Give back the records below exactly, omitting the pictures.

◆ Records for the task ◆
####
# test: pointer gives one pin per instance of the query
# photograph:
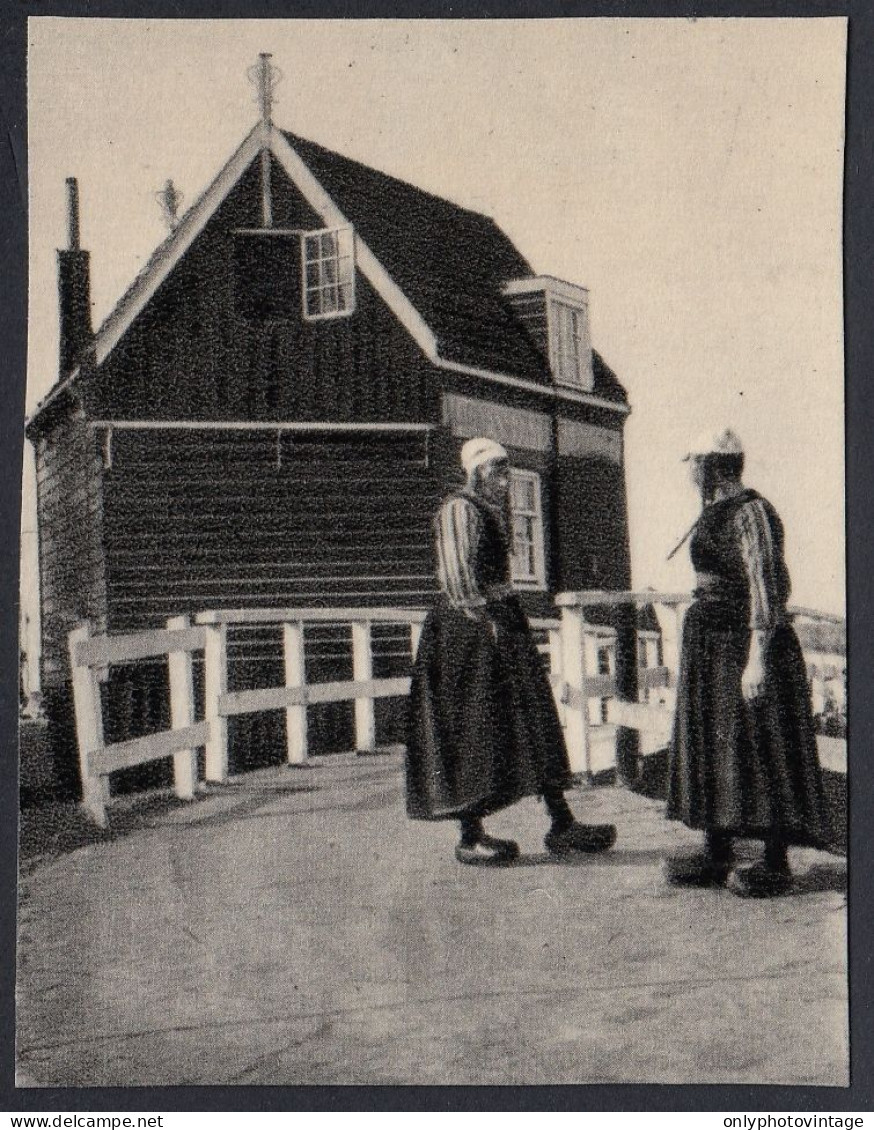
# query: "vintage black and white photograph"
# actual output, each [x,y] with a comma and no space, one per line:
[432,658]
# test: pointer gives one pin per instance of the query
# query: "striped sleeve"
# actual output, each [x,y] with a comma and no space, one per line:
[763,568]
[458,529]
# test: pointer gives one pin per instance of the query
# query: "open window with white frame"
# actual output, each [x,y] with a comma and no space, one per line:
[528,561]
[328,263]
[556,315]
[569,341]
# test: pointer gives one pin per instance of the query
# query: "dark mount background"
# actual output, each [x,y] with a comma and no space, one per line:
[859,361]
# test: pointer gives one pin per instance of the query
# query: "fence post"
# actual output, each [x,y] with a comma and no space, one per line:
[86,697]
[573,668]
[415,636]
[182,712]
[295,676]
[215,685]
[554,637]
[362,671]
[669,617]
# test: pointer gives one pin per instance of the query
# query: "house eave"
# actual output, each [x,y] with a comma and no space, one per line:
[554,392]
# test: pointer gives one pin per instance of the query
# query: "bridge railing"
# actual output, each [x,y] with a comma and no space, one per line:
[570,643]
[89,658]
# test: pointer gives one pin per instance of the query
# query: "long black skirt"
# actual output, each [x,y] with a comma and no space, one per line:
[750,768]
[483,726]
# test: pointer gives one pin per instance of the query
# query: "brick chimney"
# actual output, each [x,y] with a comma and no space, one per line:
[74,288]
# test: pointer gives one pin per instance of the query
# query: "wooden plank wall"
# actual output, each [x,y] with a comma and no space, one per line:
[199,520]
[71,562]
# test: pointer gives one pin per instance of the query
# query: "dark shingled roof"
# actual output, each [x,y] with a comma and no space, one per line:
[449,261]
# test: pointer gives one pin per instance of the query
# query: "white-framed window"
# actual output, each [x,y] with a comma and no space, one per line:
[527,563]
[571,350]
[328,261]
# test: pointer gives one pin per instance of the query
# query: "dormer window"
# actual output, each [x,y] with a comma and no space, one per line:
[571,345]
[556,315]
[328,274]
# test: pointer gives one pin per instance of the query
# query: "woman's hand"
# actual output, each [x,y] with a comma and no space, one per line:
[752,681]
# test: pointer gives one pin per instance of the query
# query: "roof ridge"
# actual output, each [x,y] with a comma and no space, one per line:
[292,138]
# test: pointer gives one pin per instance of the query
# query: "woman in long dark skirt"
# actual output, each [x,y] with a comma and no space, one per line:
[483,726]
[743,757]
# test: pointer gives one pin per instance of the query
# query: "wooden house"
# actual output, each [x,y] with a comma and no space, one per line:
[273,410]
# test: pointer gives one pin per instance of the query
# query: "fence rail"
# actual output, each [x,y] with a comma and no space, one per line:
[570,644]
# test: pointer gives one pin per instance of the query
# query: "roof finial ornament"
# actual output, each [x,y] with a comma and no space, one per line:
[170,198]
[266,78]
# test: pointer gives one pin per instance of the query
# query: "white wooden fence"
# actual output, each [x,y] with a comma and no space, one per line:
[567,644]
[89,658]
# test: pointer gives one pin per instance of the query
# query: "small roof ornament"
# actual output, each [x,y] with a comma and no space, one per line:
[724,442]
[170,198]
[266,78]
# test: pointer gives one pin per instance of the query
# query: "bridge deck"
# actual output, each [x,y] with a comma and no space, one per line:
[294,927]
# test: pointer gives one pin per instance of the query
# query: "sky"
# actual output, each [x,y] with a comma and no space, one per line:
[688,172]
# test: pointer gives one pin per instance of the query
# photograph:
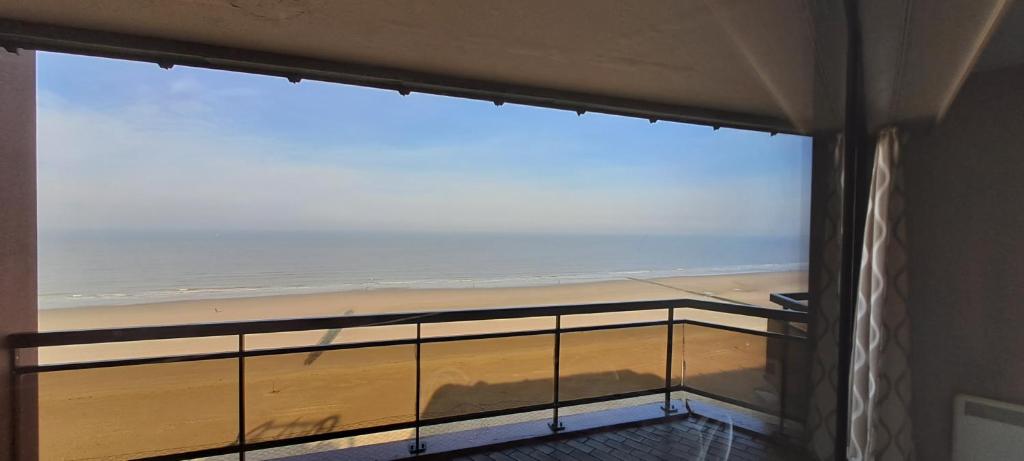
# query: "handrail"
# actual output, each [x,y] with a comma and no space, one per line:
[241,329]
[76,337]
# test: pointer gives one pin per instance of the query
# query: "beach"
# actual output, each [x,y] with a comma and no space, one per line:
[96,414]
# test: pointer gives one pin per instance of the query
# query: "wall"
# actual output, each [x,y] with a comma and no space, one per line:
[965,182]
[17,219]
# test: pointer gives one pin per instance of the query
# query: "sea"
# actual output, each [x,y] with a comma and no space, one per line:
[91,267]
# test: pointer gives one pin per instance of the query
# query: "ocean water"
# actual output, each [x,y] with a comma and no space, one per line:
[126,267]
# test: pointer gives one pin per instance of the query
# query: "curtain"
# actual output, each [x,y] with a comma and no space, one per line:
[880,375]
[823,335]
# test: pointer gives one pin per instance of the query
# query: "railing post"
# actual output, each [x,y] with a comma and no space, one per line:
[668,408]
[555,425]
[782,378]
[242,396]
[417,447]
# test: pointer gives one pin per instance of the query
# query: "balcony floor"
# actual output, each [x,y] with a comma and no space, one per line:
[678,438]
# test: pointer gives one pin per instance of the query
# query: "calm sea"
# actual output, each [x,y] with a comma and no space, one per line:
[100,268]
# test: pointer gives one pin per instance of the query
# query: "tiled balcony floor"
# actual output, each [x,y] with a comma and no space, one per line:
[679,438]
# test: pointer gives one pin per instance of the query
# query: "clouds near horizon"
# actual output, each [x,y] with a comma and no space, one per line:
[128,145]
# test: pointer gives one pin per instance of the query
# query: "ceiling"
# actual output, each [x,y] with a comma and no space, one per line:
[771,65]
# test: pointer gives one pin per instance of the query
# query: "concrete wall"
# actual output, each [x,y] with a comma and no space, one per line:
[965,182]
[17,221]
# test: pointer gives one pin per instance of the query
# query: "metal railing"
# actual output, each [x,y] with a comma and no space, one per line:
[242,329]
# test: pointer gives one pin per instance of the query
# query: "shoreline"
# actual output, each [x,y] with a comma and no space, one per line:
[748,289]
[192,405]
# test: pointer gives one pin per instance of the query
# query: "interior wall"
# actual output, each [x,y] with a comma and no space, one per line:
####
◆ Answer space ◆
# test: pointer gives one pin per instance of the query
# photograph:
# query: "vintage black and white photograph"
# actual output, each [x,y] with a comma and no space, one per line:
[432,658]
# test: pointer gives one pin per instance of the query
# query: "striped sleeve"
# actual output, each [x,y] with a comma and no space, one per line:
[763,568]
[458,529]
# test: pointer gives one pin per instance of the query
# query: "open window with white frame"
# actual output, each [x,y] with a comma and no space, one per line:
[528,561]
[328,263]
[556,315]
[569,341]
# test: pointer gives one pin per instance of the query
# query: "dark mount background"
# actual output, each [x,y] with a comma and no space, one per line:
[859,361]
# test: pointer gives one pin per instance of the query
# query: "fence post"
# actual output, each [x,y] with a comma and no space, one per line:
[86,697]
[573,668]
[415,636]
[182,712]
[295,676]
[215,685]
[554,637]
[362,671]
[669,617]
# test: pointer gives one pin per instance of the query
# query: "house eave"
# actual output, each [x,y] with a comma and no space, one per line:
[554,392]
# test: pointer gives one pin per instance of the query
# query: "bridge railing"
# actual output, each [x,y] with a comma and no space, one per line:
[570,643]
[89,658]
# test: pointer gives one pin per instance of the query
# query: "long black skirt"
# actual output, each [x,y] with a comma and no space, one per line:
[750,768]
[483,726]
# test: pointer gives one pin per instance of the query
# query: "brick chimney"
# actual output, each [x,y] with a comma and no space, one per line:
[74,288]
# test: pointer gives one pin per instance of the query
# query: "wooden plank wall"
# actual output, each [x,y] with a comma and no space, one per line:
[199,520]
[71,562]
# test: pointer gives one pin per instance of the query
# query: "dark shingled roof"
# actual output, each [x,y] with a comma and no space, one per line:
[449,261]
# test: pointer gives one pin per instance of the query
# query: "white-framed window"
# actual output, each [x,y] with a comma and no space, one per line:
[527,563]
[571,350]
[328,261]
# test: pointer gives one pin per instance of the query
# query: "dormer window"
# actual output, each [x,y] with a comma and no space, one per line:
[571,345]
[556,315]
[328,274]
# test: pointer gives one pin per instance of the query
# query: "woman's hand"
# actual output, each [x,y] with a comma and no space, one per line:
[752,681]
# test: pointer gives one pin per instance of the query
# query: "roof ridge"
# actual output, each [x,y] with a comma and no space, one per line:
[292,138]
# test: pointer gives one pin per instance of the query
# query: "woman in long dark skirt"
# actual output, each [x,y] with a comma and no space, one per line:
[483,726]
[743,757]
# test: pointer gives one pin per instance of the query
# query: "wooden house"
# actual output, each [x,y] with a comma and no space, one per line:
[273,410]
# test: pointer gives one pin per instance of the query
# query: "fence rail"
# actual output, each [x,y] with a comma and no space, one per line:
[570,644]
# test: pointer gives one pin per instance of the query
# query: "roof finial ornament"
# actual output, each [x,y] with a comma and no space, one per line:
[170,198]
[266,78]
# test: pointer gives one pin per instance of the query
# query: "white wooden fence"
# actual output, each [x,y] with a comma and no space, one per line:
[567,644]
[89,658]
# test: pointer gives one pin per instance of the query
# query: "small roof ornament"
# actual output, each [x,y] with a comma and no space, one per line:
[724,442]
[170,198]
[266,78]
# test: pointer gives one pin per instance of the query
# query: "bridge deck"
# actual output, each [x,y] with a comma and no space, one per line:
[294,927]
# test: pointer gives one pin per instance of the query
# query: "sky"
# actual output, each [x,y] with a comma and no space, one per line:
[688,172]
# test: pointer gives one pin per instance of the query
# photograph:
# query: "handrail"
# actual output, each [x,y] with a comma and no space, one per line:
[241,329]
[76,337]
# test: pointer gives one pin per instance of the query
# query: "beach"
# actual output, each [x,y] with a comma and no space, one per line:
[96,414]
# test: pointer gives one pin per instance of the query
# query: "wall"
# actual output, each [x,y] with a comma and no space, one per line:
[965,182]
[17,219]
# test: pointer gives one pin per instance of the query
# query: "sea"
# actual output, each [x,y] with a comma and no space, one per line:
[91,267]
# test: pointer gives one pin per instance of the query
# query: "ocean water"
# actual output, each [x,y] with a comma and no space, one per line:
[126,267]
# test: pointer gives one pin per instance of the query
# query: "curtain"
# actual output, each [x,y] with a comma and no space, one per line:
[880,375]
[823,335]
# test: pointer gives one pin per instance of the query
# query: "railing post"
# actual output, each [x,y] with a comma and no space, one per line:
[668,408]
[555,425]
[782,378]
[242,396]
[417,447]
# test: pointer gives one pin per instance of the query
# query: "balcony floor"
# actual output, each [x,y] with a comma and no space, one per line:
[678,438]
# test: pointer gives one pin per instance of the query
# query: "calm sea"
# actual output, each [x,y] with a comma and no space, one per line:
[100,268]
# test: pointer gives one pin per instance of the query
# query: "tiled balcony floor"
# actual output, each [x,y] with a comma and no space, one per line:
[679,438]
# test: pointer gives one pin per instance of the query
# query: "clouds near horizon"
# actual output, each [x,y] with a comma and no space, one per line:
[128,145]
# test: pointer gives one pin per instance of the query
# query: "ceiling"
# actual output, each [x,y] with a comma and no space, one per line:
[771,65]
# test: pointer gives one pin per instance of the query
# query: "concrete wall"
# actual output, each [x,y] with a comma and no space, one per line:
[965,182]
[17,221]
# test: pointer gives one pin per instance of the query
# query: "metal railing"
# actual output, each [x,y] with a comma and no space, one per line:
[242,329]
# test: pointer gives one pin per instance of the query
# query: "shoreline"
# actual output, each [x,y] with a comma and no space, one per line:
[748,289]
[192,405]
# test: pointer gives one pin per instance of the query
# query: "interior wall"
# actual output, each [x,y] with a comma and no space, one per line:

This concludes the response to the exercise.